- **Provided passage**

Saint John’s University wasn’t originally on Octavius Wilson Jr.’s radar.
In fact, it wasn’t until Mike Sonntag ’95, one of Wilson’s assistant football coaches at Hill-Murray High School in Maplewood, Minnesota, brought SJU to his attention that he decided to take a look.
“He told me about how successful the academic and athletic programs have been here,” said Wilson, a 5-foot-11, 220-pound linebacker who will be a senior this fall.
“I came up for a visit and that went really well. Being at Saint John’s felt like home to me. I knew after that visit that this was the place I really wanted to be.”
Scholarships played a big role in making that happen. Wilson – an economics major – currently receives the Fran and Julia Ladner Family Endowed Scholarship, the Joyce and William Sexton Scholarship, the Joseph Friedrich Scholarship and a Dean’s Scholarship. He also receives Securian Foundation and Eddie Phillips Scholarships from the Minnesota Private College Council.
“Honestly, I probably wouldn’t be here without them,” Wilson said. “All of my tuition expenses rest with me, so scholarships were the main thing I had to consider when I was looking at school where I could continue my education. Saint John’s was the top place when it came to offering the kind of scholarship package that made going here realistic and affordable for me.
“I’m really grateful for that because it helped make this opportunity possible.”
And Wilson has certainly made the most of it.
After playing on special teams and making the travel roster as the Johnnies advanced to the NCAA Division III semifinals during his freshman season in 2019, he stepped into an expanded role defensively last fall. (The Johnnies did not play games in 2020 due to the COVID-19 pandemic.)
Playing at several different linebacker spots, he was a key part of the defensive rotation, finishing the season eighth on the team in tackles with 34, including a sack and three tackles-for-loss.
“Physically, I feel a lot different now than when I got here as a freshman,” Wilson said. “I’ve gotten a lot faster and more explosive. But the biggest change is that I understand the whole defense a lot better. I know what all 11 guys are supposed to be doing on every play, and that makes a big difference.

Data extracted from a collection
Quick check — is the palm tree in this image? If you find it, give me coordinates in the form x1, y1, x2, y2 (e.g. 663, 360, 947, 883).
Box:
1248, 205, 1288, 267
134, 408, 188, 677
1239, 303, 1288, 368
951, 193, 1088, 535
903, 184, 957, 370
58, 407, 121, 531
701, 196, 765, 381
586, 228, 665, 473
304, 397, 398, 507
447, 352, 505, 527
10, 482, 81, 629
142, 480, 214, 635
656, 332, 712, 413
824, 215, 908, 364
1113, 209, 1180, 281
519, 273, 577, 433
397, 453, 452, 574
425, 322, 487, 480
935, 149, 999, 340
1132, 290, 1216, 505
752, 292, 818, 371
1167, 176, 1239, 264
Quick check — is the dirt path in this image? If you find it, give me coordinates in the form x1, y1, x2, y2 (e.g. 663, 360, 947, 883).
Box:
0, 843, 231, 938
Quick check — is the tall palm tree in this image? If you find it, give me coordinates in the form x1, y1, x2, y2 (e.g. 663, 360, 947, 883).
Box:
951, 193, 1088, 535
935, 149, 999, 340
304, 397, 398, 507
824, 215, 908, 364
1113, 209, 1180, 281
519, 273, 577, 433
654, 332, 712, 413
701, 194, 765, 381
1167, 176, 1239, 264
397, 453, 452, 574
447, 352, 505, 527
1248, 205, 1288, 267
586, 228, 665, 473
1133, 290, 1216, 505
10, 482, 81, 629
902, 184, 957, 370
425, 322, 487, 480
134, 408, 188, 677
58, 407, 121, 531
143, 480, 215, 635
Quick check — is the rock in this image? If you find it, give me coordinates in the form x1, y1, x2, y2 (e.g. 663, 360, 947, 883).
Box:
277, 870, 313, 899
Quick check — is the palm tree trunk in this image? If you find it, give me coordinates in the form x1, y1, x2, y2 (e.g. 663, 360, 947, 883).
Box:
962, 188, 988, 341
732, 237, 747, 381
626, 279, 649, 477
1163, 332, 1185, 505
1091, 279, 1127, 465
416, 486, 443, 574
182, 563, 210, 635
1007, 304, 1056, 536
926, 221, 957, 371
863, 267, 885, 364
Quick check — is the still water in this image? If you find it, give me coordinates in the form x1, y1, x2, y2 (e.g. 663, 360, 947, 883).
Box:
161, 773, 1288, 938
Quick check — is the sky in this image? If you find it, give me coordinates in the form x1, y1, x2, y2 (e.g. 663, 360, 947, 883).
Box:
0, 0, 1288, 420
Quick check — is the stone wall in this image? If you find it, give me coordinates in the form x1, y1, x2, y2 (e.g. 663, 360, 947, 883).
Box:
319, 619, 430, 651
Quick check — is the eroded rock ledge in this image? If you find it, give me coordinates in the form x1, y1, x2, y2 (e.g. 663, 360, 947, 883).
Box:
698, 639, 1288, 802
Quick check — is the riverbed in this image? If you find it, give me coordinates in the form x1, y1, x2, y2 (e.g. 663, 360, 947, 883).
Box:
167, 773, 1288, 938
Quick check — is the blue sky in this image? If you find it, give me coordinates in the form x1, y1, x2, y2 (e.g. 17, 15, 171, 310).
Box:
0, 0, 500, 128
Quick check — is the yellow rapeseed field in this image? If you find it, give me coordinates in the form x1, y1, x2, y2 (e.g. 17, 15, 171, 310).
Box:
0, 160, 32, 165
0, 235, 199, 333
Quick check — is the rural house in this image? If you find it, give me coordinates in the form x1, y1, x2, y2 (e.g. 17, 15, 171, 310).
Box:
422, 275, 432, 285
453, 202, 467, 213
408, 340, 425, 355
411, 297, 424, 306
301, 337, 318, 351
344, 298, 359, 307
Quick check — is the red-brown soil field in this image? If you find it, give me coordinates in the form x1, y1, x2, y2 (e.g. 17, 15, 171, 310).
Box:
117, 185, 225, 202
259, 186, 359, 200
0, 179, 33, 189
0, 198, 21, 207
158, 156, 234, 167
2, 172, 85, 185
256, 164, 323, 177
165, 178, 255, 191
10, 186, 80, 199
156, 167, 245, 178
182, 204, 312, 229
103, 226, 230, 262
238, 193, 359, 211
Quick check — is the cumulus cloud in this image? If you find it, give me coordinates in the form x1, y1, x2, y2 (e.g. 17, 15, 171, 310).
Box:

- **Activities**
a – Name every scholarship that the article about Octavius Wilson Jr. says he receives.
b – According to the article about Octavius Wilson Jr., how many tackles did he finish last season with?

- **Answers provided**
a –
- Fran and Julia Ladner Family Endowed Scholarship
- Joyce and William Sexton Scholarship
- Joseph Friedrich Scholarship
- Dean's Scholarship
- Securian Foundation Scholarship
- Eddie Phillips Scholarship

b – He finished with 34 tackles.